Stored dataset items:
------------------------------------------------

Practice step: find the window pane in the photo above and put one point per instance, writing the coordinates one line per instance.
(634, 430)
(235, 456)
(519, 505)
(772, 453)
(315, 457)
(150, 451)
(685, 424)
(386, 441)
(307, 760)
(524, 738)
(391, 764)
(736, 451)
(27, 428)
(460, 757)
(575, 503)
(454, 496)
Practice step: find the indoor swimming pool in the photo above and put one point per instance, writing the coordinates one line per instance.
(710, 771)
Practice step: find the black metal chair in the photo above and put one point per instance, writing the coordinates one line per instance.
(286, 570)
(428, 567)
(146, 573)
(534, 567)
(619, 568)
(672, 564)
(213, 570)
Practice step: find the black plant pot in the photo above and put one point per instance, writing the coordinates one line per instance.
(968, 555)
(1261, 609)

------------------------------------------------

What the task requires
Reproduce nothing but the lines from the line containing "Practice step: find the black metal" to the last line of the data, each exactly as written.

Answer to this exercise
Practice step: find the black metal chair in the photo above and put one point per instance, writing the coordinates one line per instance.
(286, 570)
(428, 567)
(146, 573)
(534, 567)
(619, 568)
(672, 564)
(213, 570)
Practice step: find the black plant pot in the photo above and put one point per instance, writing the coordinates one line per instance.
(968, 555)
(1261, 609)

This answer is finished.